**What is expected**
Pull out each line in the records below that contains the word "aquatic" and copy it unchanged.

**Records**

'''

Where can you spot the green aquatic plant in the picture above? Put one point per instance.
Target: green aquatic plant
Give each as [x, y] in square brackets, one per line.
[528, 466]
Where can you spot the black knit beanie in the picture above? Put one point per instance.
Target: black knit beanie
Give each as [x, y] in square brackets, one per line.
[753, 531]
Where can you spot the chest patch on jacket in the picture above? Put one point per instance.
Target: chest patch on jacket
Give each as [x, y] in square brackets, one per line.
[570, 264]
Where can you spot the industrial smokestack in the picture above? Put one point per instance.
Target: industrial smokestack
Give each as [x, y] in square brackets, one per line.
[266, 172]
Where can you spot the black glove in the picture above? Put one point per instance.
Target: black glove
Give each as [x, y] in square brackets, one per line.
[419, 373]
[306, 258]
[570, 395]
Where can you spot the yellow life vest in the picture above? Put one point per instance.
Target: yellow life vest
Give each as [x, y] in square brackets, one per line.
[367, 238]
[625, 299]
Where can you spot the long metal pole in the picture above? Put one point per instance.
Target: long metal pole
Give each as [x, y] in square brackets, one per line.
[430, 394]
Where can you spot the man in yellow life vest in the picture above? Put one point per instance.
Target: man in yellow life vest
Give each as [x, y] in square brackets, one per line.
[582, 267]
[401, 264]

'''
'''

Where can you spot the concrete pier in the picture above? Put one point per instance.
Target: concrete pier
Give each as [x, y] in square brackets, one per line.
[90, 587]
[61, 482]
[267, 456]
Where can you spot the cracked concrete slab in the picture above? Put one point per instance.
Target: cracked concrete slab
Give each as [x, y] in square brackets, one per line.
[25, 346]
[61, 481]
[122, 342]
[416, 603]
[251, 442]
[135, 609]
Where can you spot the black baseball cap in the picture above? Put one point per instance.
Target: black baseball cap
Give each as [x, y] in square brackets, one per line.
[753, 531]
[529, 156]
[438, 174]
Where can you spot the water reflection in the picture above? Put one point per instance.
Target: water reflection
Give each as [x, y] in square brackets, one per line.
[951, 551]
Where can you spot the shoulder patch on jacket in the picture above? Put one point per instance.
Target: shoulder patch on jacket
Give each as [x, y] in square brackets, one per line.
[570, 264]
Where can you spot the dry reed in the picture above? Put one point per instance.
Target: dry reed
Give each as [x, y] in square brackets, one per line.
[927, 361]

'''

**Exercise solution**
Where can you spot the green aquatic plant in the picture above? Put one point per instance.
Target: green aquatic plant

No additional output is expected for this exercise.